- _EXERCISE DIRECTIONS_: Nothing but the line holding "(format x=692, y=39)" and the lines after it, through the end of the records, should be set down, each exactly as it is.

- _EXTRACTED MATERIAL_:
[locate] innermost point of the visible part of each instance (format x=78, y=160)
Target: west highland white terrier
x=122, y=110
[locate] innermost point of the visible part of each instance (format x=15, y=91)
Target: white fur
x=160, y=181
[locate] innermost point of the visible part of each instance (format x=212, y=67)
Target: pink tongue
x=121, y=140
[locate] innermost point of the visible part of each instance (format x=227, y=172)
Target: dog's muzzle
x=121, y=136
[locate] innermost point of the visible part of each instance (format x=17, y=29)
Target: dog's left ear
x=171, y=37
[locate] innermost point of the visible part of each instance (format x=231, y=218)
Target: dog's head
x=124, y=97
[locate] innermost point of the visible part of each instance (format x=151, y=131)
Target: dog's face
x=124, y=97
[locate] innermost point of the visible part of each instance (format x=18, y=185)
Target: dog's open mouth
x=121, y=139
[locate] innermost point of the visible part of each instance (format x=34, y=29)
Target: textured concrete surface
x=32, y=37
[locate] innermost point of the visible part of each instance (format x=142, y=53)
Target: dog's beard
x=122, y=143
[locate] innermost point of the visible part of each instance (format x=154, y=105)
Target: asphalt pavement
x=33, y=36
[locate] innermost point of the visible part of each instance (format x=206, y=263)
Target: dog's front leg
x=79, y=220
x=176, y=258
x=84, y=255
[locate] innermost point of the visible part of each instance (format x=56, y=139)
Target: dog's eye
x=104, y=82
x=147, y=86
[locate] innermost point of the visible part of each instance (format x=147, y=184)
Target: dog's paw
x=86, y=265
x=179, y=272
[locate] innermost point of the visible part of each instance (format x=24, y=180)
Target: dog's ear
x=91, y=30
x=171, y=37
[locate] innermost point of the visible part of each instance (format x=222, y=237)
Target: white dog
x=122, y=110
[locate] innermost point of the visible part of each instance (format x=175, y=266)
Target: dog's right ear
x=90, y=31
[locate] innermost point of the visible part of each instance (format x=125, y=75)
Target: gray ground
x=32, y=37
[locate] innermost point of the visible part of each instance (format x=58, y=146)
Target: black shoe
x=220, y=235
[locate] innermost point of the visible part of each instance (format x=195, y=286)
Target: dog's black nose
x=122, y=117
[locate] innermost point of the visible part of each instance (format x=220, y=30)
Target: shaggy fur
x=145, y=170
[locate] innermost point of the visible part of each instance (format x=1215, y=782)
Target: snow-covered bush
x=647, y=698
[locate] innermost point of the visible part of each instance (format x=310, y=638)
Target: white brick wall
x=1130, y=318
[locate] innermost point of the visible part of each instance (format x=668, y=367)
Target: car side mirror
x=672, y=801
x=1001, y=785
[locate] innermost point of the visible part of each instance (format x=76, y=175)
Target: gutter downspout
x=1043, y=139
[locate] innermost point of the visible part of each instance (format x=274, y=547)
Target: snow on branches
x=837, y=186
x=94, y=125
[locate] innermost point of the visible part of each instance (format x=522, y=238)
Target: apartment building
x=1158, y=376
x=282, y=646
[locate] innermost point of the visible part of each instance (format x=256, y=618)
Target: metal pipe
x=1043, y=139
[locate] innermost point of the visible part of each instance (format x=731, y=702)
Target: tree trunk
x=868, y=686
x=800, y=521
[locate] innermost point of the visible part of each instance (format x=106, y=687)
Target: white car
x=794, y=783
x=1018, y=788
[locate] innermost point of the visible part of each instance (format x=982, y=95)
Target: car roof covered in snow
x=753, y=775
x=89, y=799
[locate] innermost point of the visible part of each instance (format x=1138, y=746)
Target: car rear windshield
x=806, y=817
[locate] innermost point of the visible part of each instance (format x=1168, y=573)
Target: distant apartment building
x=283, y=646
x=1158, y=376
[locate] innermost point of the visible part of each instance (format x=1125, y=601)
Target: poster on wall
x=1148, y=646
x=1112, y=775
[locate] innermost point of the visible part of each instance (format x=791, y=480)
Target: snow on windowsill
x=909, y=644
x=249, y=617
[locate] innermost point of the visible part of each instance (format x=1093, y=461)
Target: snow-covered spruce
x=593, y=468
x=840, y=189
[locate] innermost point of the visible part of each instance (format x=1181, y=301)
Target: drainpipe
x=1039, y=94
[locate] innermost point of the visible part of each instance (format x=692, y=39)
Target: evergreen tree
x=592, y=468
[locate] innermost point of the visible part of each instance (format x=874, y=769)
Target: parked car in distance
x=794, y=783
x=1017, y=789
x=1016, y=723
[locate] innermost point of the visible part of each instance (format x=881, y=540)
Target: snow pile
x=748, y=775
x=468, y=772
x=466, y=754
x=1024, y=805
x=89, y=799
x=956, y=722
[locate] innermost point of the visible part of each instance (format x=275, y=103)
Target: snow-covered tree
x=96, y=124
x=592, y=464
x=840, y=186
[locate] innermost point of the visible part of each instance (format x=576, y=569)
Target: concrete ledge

- _TASK RESULT_:
[locate] innermost point of the visible part of each instance (format x=692, y=39)
Target: evergreen tree
x=592, y=468
[locate] innermost point of the visible part of each instance (format x=874, y=769)
Target: parked car in distance
x=794, y=783
x=1017, y=789
x=1016, y=723
[locate] innermost point of the visible part of each instance (format x=881, y=540)
Target: snow pile
x=748, y=775
x=468, y=772
x=466, y=754
x=1024, y=805
x=89, y=799
x=956, y=722
[locate] innermost point of the visible part of each instance (format x=275, y=103)
Target: snow-covered tree
x=96, y=124
x=592, y=464
x=840, y=186
[locate] innermost point of the visible part of each instance (format x=576, y=569)
Target: concrete ledge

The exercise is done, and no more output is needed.